**WRITTEN TASK**
Continue the forum thread about slow inserts into a billion-record MongoDB database, starting right after its last sentence.

I am testing Mongo DB to be used in a database with a huge table of about 30 billion records of about 200 bytes each. I understand that Sharding is needed for that kind of volume, so I am trying to get 1 to 2 billion records on one machine. I have reached 1 billion records on a machine with 2 CPU's / 6 cores each, and 64 GB of RAM. I mongoimport-ed without indexes, and speed was okay (average 14k records/s). I added indexes, which took a very long time, but that is okay as it is a one time thing. Now inserting new records into the database is taking a very long time. As far as I can tell, the machine is not loaded while inserting records (CPU, RAM, and I/O are in good shape). How is it possible to speed -up inserting new records?
I would recommend adding this host to MMS (http://mms.10gen.com/help/overview.html#installation) - make sure you install with munin-node support and that will give you the most information. This will allow you to track what might be slowing you down. Sorry I can't be more specific in the answer, but there are many, many possible explanations here. Some general points:
Adding indexes means that that the indexes as well as your working data set will be in RAM now, this may have strained your resources (look for page faults)

**EXCERPTED RECORDS**
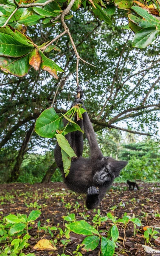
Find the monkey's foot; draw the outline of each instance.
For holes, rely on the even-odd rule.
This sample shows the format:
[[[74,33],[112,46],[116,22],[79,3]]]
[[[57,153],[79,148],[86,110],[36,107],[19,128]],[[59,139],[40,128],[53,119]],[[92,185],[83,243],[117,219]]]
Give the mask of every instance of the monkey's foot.
[[[83,104],[83,100],[81,99],[75,99],[73,103],[72,107],[73,107],[73,106],[77,104]]]
[[[87,195],[98,195],[99,194],[99,189],[94,186],[90,186],[87,189]]]
[[[77,87],[76,92],[77,92],[77,93],[80,93],[80,97],[81,97],[81,98],[82,97],[82,96],[83,96],[83,90],[80,86],[79,86]]]

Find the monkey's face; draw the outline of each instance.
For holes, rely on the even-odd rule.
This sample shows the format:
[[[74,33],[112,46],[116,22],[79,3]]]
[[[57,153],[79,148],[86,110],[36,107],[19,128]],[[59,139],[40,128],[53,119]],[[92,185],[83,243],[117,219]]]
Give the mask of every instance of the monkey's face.
[[[121,170],[127,164],[127,161],[117,161],[112,157],[102,158],[104,164],[101,169],[93,177],[94,182],[98,184],[112,183],[114,179],[119,176]]]

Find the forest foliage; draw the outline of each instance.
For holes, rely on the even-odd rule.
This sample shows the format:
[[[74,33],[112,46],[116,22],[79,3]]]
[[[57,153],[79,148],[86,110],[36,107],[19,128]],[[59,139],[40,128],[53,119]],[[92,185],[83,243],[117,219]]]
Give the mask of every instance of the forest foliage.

**TASK OUTPUT**
Now that you have indexes, they must be updated when you are inserting - if everything fits in RAM this should be OK, see first point
You should also check your Disk IO to see how that is performing - how does your background flush average look?
Are you running the correct filesystem (XFS, ext4) and a kernel version later than 2.6.25? (earlier versions have issues with fallocate())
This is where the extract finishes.